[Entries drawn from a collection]
────

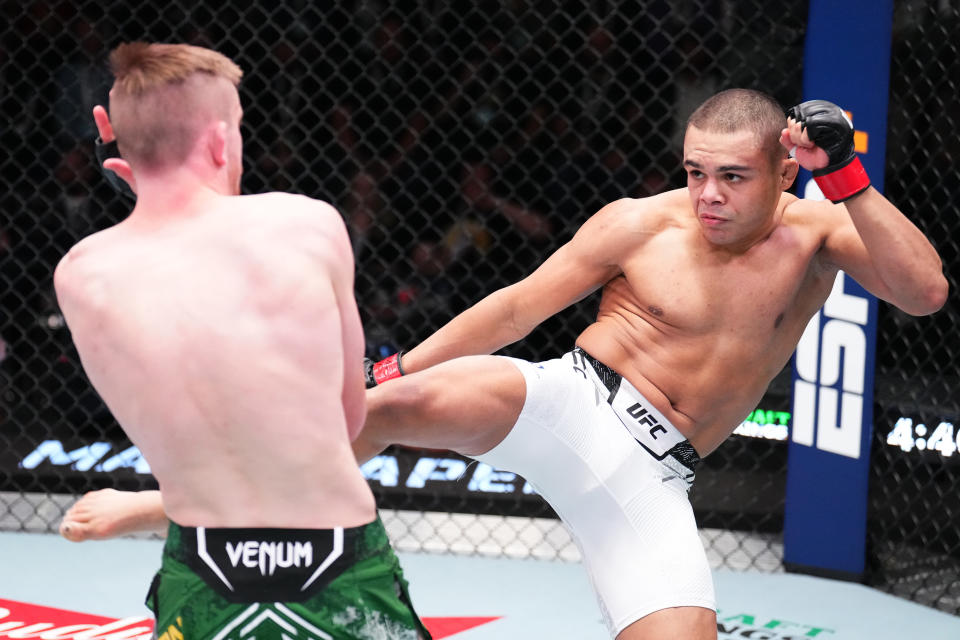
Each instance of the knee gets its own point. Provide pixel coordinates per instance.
(398, 402)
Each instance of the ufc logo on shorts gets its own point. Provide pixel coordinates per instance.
(643, 417)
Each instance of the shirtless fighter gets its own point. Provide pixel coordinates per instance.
(610, 433)
(222, 332)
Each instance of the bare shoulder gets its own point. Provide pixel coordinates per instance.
(76, 277)
(818, 217)
(292, 208)
(643, 215)
(294, 215)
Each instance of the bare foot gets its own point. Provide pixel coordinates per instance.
(108, 513)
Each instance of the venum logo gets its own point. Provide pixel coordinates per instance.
(831, 370)
(270, 555)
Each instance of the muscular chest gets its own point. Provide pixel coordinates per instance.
(755, 295)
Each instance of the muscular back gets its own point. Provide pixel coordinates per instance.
(703, 332)
(217, 340)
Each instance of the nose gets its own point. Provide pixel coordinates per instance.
(711, 193)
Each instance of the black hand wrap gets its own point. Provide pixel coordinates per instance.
(105, 151)
(828, 128)
(379, 372)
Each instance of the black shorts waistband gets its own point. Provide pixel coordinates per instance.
(272, 565)
(643, 420)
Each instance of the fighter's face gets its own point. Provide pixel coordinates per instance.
(733, 188)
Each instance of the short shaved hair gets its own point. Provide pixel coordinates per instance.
(737, 110)
(162, 97)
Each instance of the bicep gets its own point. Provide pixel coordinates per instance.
(844, 249)
(342, 267)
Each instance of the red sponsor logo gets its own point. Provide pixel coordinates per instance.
(24, 620)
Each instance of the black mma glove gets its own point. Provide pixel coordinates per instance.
(105, 151)
(379, 372)
(828, 128)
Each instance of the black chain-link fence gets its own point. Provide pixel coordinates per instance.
(462, 142)
(914, 517)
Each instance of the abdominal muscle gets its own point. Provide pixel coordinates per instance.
(680, 383)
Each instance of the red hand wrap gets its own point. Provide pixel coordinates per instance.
(387, 369)
(844, 183)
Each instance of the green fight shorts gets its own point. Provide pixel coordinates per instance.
(323, 584)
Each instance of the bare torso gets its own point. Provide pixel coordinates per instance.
(702, 334)
(215, 339)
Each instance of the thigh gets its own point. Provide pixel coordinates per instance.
(468, 405)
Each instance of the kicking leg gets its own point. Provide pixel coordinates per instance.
(467, 405)
(108, 513)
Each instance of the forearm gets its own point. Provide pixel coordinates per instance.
(484, 328)
(904, 259)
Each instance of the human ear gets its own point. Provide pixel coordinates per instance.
(217, 143)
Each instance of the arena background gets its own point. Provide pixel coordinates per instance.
(463, 142)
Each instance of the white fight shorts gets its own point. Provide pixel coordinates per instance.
(617, 473)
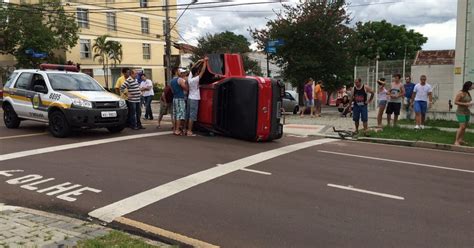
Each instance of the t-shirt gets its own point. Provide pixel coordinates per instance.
(147, 83)
(118, 84)
(133, 87)
(317, 92)
(308, 89)
(409, 89)
(422, 92)
(194, 93)
(395, 91)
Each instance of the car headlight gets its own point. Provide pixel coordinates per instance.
(79, 103)
(122, 104)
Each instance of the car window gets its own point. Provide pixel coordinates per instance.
(10, 79)
(73, 82)
(24, 81)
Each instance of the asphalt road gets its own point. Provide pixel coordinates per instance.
(299, 192)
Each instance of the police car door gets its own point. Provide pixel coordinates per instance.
(38, 94)
(21, 104)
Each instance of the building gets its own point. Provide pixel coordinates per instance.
(464, 62)
(438, 66)
(138, 25)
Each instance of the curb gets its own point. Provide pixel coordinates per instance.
(420, 144)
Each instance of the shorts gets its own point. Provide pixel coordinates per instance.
(394, 108)
(192, 109)
(382, 103)
(317, 103)
(463, 118)
(166, 108)
(420, 107)
(360, 112)
(179, 109)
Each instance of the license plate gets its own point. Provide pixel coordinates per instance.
(278, 110)
(108, 114)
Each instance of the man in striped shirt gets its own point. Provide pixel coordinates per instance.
(133, 101)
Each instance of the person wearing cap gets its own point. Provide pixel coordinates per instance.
(179, 86)
(382, 100)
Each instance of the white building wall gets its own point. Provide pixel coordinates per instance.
(441, 77)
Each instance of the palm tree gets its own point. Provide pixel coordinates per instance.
(107, 50)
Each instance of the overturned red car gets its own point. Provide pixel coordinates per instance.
(236, 105)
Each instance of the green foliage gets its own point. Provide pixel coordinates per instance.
(386, 40)
(227, 42)
(107, 50)
(114, 239)
(43, 27)
(316, 45)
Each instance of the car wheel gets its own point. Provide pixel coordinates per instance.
(116, 129)
(10, 118)
(296, 110)
(58, 125)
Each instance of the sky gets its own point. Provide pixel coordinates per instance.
(435, 19)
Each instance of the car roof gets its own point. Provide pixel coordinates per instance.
(48, 71)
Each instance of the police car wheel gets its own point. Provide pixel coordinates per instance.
(58, 125)
(10, 118)
(116, 129)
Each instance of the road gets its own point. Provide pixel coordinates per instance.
(294, 192)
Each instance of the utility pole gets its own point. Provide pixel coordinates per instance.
(168, 42)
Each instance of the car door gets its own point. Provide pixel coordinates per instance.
(19, 93)
(39, 109)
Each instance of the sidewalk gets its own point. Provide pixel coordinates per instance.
(22, 227)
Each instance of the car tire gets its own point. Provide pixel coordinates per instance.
(58, 125)
(296, 110)
(116, 129)
(10, 118)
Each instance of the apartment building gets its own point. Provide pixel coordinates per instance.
(138, 25)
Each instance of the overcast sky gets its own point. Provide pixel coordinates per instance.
(435, 19)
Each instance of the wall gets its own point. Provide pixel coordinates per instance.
(438, 76)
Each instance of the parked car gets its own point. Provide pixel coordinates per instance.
(290, 104)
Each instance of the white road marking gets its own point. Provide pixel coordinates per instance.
(77, 145)
(397, 161)
(257, 171)
(366, 192)
(253, 171)
(22, 136)
(110, 212)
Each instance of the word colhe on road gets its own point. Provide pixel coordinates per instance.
(64, 191)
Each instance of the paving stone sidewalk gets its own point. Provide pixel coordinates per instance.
(22, 227)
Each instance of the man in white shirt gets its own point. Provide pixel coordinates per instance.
(194, 95)
(419, 100)
(146, 87)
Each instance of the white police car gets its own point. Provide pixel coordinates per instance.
(64, 98)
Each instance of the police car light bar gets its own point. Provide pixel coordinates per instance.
(71, 68)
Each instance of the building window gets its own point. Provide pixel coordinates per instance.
(83, 18)
(146, 51)
(111, 21)
(148, 73)
(85, 49)
(145, 25)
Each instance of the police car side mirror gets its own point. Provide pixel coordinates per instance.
(40, 89)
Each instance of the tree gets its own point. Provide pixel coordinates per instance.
(42, 27)
(227, 42)
(316, 36)
(107, 50)
(386, 40)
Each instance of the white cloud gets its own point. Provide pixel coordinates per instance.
(435, 19)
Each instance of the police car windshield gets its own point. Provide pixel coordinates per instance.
(73, 82)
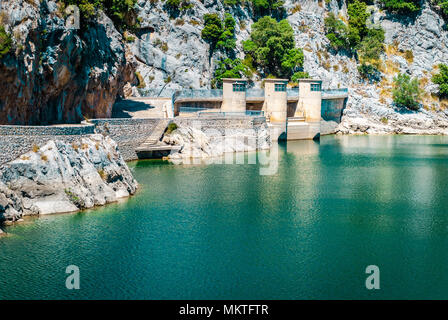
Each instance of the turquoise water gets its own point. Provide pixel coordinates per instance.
(226, 232)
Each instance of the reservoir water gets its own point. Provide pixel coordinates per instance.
(226, 232)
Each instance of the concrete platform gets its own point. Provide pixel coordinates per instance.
(300, 130)
(155, 151)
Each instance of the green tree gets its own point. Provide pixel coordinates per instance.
(267, 7)
(229, 68)
(118, 10)
(174, 6)
(441, 79)
(299, 75)
(5, 42)
(337, 32)
(402, 6)
(272, 47)
(406, 92)
(357, 22)
(372, 46)
(220, 34)
(369, 72)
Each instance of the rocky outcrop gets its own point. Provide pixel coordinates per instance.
(197, 144)
(60, 177)
(56, 73)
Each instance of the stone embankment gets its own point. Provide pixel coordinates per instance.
(62, 177)
(206, 138)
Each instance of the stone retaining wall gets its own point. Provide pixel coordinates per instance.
(17, 140)
(222, 124)
(129, 133)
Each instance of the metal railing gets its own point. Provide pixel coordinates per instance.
(199, 93)
(157, 93)
(254, 93)
(292, 92)
(334, 92)
(192, 109)
(253, 113)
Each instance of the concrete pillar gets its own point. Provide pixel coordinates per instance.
(310, 99)
(233, 95)
(275, 99)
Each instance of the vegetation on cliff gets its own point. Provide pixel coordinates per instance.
(272, 48)
(406, 92)
(120, 11)
(220, 34)
(230, 68)
(356, 38)
(5, 42)
(441, 79)
(402, 6)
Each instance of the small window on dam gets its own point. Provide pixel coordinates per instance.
(239, 87)
(280, 87)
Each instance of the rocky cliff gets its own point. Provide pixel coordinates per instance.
(54, 72)
(60, 75)
(60, 177)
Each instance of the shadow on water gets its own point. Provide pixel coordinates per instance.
(124, 108)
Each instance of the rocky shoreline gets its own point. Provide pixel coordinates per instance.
(59, 177)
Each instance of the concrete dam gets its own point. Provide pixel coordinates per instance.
(295, 113)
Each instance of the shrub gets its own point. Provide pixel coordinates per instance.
(355, 35)
(141, 82)
(5, 42)
(402, 6)
(406, 92)
(220, 34)
(174, 6)
(229, 68)
(337, 33)
(372, 46)
(272, 47)
(171, 127)
(232, 3)
(299, 75)
(267, 7)
(118, 10)
(102, 174)
(441, 79)
(369, 72)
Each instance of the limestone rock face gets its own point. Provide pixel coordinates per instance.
(57, 74)
(60, 177)
(198, 144)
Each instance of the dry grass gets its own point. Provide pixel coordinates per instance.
(102, 174)
(409, 56)
(297, 8)
(194, 22)
(179, 22)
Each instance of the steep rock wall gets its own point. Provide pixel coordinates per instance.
(56, 74)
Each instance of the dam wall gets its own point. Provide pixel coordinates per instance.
(332, 108)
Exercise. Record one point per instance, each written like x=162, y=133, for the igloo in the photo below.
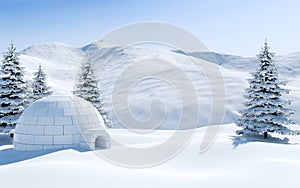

────

• **Directions for this task**
Count the lines above that contain the word "bare", and reply with the number alone.

• **Output for this exercise**
3